» Source records:
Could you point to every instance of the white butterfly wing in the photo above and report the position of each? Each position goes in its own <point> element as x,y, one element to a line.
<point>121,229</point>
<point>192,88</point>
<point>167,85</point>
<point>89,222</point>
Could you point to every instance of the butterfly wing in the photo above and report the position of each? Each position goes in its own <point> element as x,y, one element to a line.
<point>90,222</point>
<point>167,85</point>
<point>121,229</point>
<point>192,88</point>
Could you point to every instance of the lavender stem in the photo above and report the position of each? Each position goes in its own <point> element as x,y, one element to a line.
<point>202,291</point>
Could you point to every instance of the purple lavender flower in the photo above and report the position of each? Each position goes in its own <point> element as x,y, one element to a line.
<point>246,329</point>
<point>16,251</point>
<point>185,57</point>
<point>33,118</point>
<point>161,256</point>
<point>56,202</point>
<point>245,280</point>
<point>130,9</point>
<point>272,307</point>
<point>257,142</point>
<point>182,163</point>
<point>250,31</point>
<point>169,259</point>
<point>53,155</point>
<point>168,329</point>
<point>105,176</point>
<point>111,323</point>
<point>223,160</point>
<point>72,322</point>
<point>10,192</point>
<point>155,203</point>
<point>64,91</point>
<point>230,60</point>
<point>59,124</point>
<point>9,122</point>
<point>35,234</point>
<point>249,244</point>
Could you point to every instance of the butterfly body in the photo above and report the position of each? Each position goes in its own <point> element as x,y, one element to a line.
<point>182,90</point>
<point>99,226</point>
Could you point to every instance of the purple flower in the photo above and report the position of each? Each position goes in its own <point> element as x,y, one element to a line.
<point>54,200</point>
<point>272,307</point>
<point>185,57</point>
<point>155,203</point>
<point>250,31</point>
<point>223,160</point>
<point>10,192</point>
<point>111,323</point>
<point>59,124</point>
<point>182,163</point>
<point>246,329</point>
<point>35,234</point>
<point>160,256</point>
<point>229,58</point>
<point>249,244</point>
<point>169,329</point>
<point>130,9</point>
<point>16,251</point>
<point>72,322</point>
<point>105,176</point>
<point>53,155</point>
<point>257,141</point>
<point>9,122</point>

» Short task: Recast every line of the listing above as a numbered list, omitting any blank lines.

» The completed task:
1. Could you point to every instance of the white butterfly wing in the photo above and report the position of each? Each position goes in its own <point> element as x,y, one element to a line.
2. <point>121,229</point>
3. <point>192,88</point>
4. <point>167,85</point>
5. <point>89,222</point>
6. Could you point to every instance of the butterfly wing in the photo above and report the position of each? Each position goes in its own <point> element as x,y, one element to a line.
7. <point>90,222</point>
8. <point>167,85</point>
9. <point>121,229</point>
10. <point>192,88</point>
11. Could you point to every instance of the lavender stem in the photo above and report the position of each? Each position goes in its own <point> element as x,y, one element to a line.
12. <point>202,291</point>
13. Could you point to every instance of the purple lavender flower in the photo above and report the position of each? Each position goes in its own <point> element as x,y, one element to a line.
14. <point>246,329</point>
15. <point>16,251</point>
16. <point>185,57</point>
17. <point>33,118</point>
18. <point>161,256</point>
19. <point>56,202</point>
20. <point>245,280</point>
21. <point>130,9</point>
22. <point>272,307</point>
23. <point>257,142</point>
24. <point>182,163</point>
25. <point>250,31</point>
26. <point>169,259</point>
27. <point>53,155</point>
28. <point>168,329</point>
29. <point>105,176</point>
30. <point>111,323</point>
31. <point>223,160</point>
32. <point>72,322</point>
33. <point>10,192</point>
34. <point>155,203</point>
35. <point>64,91</point>
36. <point>230,60</point>
37. <point>59,124</point>
38. <point>9,122</point>
39. <point>35,234</point>
40. <point>249,244</point>
41. Could you point to every instance of the butterfly body in the photo above and report the position of each? Each position goes in its own <point> element as x,y, one element to a line.
42. <point>182,90</point>
43. <point>99,226</point>
44. Could you point to every instance of the purple flower in the photo above and report the position of each? Each position goes in its own <point> element as x,y, one element to a line.
45. <point>54,200</point>
46. <point>272,307</point>
47. <point>185,57</point>
48. <point>155,203</point>
49. <point>250,31</point>
50. <point>223,160</point>
51. <point>10,192</point>
52. <point>111,323</point>
53. <point>59,124</point>
54. <point>182,163</point>
55. <point>246,329</point>
56. <point>35,234</point>
57. <point>160,256</point>
58. <point>229,58</point>
59. <point>249,244</point>
60. <point>169,329</point>
61. <point>130,9</point>
62. <point>16,251</point>
63. <point>72,322</point>
64. <point>105,176</point>
65. <point>53,155</point>
66. <point>257,141</point>
67. <point>9,122</point>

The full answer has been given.